** Task to complete **
Count the lines in the listing below that contain the word "outline". Give only the number.

** Record excerpts **
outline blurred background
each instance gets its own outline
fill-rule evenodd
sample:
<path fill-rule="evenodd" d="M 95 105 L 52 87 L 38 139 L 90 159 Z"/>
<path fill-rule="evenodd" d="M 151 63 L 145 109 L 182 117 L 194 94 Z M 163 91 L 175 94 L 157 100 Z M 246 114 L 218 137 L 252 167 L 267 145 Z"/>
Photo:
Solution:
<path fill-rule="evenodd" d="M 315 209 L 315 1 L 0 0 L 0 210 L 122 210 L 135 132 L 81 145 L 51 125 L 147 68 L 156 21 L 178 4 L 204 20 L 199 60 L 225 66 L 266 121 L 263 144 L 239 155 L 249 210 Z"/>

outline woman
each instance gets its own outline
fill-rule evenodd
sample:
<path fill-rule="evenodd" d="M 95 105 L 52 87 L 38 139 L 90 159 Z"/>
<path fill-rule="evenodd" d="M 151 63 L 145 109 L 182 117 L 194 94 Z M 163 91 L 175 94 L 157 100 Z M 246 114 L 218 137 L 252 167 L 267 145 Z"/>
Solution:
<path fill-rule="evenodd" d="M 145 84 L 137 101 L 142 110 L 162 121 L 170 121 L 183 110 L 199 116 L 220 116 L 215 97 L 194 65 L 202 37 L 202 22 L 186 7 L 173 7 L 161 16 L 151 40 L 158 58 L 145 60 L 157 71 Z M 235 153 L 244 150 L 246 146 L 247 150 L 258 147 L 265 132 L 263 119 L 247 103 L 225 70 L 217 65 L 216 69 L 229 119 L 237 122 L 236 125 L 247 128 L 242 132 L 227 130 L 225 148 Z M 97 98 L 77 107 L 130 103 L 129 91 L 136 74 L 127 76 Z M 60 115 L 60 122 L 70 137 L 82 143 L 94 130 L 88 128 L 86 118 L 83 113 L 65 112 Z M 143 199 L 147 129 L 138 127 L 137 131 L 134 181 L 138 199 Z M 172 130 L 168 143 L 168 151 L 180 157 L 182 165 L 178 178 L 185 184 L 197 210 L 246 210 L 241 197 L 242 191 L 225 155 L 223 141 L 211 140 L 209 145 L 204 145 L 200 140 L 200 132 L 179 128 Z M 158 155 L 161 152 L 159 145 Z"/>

** Exercise response **
4